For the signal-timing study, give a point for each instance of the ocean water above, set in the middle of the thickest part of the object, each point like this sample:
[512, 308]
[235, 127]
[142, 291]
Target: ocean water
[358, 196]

EXERCISE GOAL » Update the rows by replacing "ocean water" with "lake water" everywhere it appears. Leave every other part unchanged.

WRITTEN ANSWER »
For the signal-timing study, give a point for each instance of the lake water above, set in the middle of the thickest part of the object, each point like this sample:
[512, 308]
[235, 127]
[142, 291]
Target: lake water
[358, 196]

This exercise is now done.